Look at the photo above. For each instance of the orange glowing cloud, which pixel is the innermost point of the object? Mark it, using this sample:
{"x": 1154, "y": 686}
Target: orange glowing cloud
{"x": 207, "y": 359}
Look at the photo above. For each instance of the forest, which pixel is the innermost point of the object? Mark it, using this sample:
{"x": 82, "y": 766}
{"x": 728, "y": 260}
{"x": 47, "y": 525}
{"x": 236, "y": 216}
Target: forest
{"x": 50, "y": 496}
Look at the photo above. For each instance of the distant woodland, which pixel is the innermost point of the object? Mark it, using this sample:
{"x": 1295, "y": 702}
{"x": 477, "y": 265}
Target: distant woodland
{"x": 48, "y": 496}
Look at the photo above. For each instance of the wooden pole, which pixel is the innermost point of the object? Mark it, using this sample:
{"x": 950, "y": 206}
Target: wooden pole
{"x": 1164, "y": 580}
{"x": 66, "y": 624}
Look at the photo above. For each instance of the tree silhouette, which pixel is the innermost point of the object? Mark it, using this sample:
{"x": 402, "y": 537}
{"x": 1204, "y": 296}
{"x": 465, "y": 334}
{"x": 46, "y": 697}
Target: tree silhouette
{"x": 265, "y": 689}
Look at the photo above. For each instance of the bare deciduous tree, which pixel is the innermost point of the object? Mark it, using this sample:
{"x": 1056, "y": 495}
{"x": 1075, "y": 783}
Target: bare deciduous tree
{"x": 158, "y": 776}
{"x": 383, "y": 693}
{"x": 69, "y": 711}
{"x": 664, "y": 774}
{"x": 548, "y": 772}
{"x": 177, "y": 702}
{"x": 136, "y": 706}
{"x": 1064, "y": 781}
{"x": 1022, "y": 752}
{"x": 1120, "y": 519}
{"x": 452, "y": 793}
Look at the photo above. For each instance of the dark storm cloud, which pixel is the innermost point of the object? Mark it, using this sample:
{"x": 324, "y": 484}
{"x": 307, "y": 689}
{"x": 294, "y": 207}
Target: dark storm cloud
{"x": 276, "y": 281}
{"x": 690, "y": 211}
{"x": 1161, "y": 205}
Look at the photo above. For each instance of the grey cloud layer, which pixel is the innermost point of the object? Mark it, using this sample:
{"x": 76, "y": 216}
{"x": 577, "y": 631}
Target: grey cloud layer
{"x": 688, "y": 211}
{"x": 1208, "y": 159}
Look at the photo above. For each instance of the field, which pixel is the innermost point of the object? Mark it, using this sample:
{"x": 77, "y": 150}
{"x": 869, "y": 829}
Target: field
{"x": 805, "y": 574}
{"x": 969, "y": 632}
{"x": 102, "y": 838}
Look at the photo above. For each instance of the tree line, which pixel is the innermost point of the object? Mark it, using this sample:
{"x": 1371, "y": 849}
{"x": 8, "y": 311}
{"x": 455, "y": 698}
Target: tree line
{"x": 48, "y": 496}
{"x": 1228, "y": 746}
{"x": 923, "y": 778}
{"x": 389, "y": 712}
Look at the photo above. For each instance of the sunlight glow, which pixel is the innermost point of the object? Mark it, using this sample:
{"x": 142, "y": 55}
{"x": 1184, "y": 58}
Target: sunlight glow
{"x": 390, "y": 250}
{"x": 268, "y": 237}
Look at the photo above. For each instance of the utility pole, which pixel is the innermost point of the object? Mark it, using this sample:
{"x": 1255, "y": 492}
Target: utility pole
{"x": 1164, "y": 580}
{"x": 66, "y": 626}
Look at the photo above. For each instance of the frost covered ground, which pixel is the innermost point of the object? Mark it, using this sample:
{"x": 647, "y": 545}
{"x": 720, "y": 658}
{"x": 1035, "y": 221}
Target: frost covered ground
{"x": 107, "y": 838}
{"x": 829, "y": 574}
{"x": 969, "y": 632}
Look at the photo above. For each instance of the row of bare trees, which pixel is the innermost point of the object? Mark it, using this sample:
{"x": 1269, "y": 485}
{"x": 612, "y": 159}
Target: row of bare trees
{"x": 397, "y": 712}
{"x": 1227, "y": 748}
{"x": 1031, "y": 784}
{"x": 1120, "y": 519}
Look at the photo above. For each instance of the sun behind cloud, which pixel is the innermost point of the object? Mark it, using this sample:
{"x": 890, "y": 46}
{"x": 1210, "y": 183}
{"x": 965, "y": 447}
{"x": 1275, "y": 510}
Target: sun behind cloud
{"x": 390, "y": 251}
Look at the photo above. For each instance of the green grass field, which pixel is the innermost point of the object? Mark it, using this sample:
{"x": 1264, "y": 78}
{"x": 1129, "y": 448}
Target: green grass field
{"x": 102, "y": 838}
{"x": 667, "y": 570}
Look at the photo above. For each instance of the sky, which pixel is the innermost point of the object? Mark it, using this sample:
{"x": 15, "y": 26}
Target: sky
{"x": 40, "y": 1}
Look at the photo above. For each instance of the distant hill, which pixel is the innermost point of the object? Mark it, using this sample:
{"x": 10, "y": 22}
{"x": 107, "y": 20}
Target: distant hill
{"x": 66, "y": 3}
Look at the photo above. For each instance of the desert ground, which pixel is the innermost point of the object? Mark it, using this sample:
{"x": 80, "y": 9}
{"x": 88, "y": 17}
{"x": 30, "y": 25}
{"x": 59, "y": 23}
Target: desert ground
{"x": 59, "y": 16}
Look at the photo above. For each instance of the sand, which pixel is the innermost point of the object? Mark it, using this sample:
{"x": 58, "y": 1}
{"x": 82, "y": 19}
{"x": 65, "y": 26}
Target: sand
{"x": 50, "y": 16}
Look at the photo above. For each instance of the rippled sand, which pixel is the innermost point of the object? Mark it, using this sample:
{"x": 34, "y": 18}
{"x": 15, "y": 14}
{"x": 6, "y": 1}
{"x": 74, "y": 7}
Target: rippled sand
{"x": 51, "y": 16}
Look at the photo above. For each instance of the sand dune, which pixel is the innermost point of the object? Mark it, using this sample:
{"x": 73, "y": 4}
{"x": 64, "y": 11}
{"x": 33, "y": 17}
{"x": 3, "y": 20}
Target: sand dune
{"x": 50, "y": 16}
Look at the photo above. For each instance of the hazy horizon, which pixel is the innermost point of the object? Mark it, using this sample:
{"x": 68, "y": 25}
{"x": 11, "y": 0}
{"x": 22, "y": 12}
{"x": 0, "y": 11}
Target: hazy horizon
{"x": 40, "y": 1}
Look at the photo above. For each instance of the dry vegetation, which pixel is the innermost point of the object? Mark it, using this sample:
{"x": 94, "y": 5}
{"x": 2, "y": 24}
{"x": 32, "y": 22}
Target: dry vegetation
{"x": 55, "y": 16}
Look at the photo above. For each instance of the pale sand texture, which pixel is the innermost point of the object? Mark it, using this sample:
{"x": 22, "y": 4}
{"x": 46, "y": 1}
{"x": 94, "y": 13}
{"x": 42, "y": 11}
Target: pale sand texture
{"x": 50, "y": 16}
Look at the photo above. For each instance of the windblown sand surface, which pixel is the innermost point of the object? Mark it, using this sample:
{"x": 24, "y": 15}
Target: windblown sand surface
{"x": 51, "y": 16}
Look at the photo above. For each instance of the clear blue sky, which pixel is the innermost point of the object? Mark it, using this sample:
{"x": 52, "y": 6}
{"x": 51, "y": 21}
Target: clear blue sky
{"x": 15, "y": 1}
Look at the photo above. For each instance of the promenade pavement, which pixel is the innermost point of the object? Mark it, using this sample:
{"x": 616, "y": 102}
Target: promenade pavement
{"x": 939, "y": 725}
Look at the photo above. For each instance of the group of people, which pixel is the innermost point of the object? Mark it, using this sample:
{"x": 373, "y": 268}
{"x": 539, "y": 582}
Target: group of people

Goal -> With both ends included, please retype exactly the lines from the line containing "Look at the photo above. For each instance of the pale" to the final line of the data.

Exercise result ->
Look at the photo above. For each instance of the pale sand texture, which pixel is the innermost point of the object? Mark it, using this sample:
{"x": 22, "y": 4}
{"x": 46, "y": 1}
{"x": 94, "y": 13}
{"x": 42, "y": 11}
Target: pale sand texture
{"x": 50, "y": 16}
Look at the photo above. For each instance of the windblown sand surface, which pixel is the innermost point of the object? Mark it, using this sample:
{"x": 24, "y": 15}
Target: windblown sand surface
{"x": 51, "y": 16}
Look at the photo above. For each instance of the clear blue sky, which pixel is the innermost point of the object? Mark it, using this sample:
{"x": 52, "y": 6}
{"x": 51, "y": 21}
Target: clear blue sky
{"x": 15, "y": 1}
Look at the photo above. For each instance of the promenade pavement, which pixel is the innermost point of the object? Mark it, using this sample:
{"x": 616, "y": 102}
Target: promenade pavement
{"x": 939, "y": 725}
Look at the photo above. For each instance of the group of people, which pixel is the innermost point of the object? Mark it, using this sample:
{"x": 373, "y": 268}
{"x": 539, "y": 582}
Target: group of people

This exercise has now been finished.